→ EXERCISE
Copy the records out word for word, from the start of the records through the line that contains "195], [231, 218]]".

→ INPUT DATA
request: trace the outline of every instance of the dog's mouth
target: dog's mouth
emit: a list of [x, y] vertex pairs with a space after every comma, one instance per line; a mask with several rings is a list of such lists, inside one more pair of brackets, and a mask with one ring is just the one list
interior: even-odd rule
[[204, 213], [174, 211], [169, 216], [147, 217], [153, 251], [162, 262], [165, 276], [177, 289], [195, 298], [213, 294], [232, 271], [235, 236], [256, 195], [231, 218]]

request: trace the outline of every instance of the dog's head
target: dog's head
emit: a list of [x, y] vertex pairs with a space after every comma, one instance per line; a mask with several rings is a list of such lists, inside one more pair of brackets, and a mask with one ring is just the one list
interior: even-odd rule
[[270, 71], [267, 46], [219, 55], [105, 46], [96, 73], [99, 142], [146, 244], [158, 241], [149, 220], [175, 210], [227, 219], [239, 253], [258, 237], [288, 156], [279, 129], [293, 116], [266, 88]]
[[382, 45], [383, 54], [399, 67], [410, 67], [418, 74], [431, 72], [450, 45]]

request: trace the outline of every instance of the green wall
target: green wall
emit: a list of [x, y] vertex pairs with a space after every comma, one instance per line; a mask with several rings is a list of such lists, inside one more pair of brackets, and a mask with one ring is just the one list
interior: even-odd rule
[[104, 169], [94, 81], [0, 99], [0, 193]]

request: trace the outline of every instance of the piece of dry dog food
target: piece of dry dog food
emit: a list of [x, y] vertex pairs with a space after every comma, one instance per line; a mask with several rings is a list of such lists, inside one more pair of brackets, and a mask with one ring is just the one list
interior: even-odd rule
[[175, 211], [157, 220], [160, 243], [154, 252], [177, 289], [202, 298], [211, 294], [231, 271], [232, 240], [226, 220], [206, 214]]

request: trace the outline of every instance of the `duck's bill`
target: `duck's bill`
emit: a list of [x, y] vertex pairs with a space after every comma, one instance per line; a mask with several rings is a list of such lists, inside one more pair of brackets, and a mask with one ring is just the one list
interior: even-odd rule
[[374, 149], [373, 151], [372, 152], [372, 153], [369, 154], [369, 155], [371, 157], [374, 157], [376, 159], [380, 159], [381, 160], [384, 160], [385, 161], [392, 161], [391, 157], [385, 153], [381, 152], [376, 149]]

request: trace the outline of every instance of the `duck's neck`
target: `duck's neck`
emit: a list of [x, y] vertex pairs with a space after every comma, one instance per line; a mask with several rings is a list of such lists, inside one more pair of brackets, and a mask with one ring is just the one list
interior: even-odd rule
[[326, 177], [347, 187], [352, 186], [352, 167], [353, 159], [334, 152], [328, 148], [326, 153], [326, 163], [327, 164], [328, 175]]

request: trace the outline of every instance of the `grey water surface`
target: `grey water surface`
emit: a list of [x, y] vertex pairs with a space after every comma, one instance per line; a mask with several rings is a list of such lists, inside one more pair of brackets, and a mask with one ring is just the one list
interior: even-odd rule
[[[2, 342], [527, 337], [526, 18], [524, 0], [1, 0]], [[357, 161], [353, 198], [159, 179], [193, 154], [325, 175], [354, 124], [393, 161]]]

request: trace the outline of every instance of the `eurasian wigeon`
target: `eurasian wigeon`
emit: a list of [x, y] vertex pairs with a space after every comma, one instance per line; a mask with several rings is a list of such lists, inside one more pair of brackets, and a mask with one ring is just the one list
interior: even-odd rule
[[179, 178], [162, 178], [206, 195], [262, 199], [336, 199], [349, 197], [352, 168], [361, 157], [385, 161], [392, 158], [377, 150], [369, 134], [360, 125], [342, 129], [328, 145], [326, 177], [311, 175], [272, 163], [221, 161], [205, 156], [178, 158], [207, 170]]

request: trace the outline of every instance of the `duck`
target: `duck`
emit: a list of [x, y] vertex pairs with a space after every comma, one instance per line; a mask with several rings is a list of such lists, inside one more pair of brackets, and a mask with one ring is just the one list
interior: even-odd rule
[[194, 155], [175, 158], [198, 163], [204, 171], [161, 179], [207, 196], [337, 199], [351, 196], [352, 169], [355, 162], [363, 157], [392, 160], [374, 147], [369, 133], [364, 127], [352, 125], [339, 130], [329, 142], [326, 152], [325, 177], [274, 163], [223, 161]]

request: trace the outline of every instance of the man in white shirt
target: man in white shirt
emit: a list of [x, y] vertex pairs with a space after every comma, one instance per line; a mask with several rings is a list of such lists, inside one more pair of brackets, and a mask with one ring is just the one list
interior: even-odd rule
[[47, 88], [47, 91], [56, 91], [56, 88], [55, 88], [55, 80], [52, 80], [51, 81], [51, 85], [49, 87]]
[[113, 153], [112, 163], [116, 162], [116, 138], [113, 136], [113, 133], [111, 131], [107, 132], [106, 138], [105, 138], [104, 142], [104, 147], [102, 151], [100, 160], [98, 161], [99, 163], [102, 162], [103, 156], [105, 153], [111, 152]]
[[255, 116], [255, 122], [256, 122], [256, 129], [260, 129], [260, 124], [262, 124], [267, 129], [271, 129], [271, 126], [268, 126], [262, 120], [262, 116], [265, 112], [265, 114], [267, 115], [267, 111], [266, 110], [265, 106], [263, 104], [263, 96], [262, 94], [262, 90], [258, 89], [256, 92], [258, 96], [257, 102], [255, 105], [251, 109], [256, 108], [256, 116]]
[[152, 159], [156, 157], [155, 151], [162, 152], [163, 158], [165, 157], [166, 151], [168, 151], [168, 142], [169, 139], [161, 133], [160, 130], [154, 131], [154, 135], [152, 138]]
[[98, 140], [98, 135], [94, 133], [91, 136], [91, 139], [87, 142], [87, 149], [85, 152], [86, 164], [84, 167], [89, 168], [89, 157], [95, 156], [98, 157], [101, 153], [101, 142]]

→ RESULT FOR THIS EXERCISE
request: trace the outline of every instance of the dog's mouth
target: dog's mouth
emit: a list of [x, y] vertex pairs with a space after every comma, one instance per line; a mask with several rings is a list of such lists, inside one more pair of brackets, and a mask with one ring is just the one list
interior: even-odd rule
[[204, 213], [174, 211], [169, 216], [147, 217], [153, 251], [162, 262], [165, 276], [177, 289], [195, 298], [213, 294], [232, 271], [235, 236], [256, 195], [231, 218]]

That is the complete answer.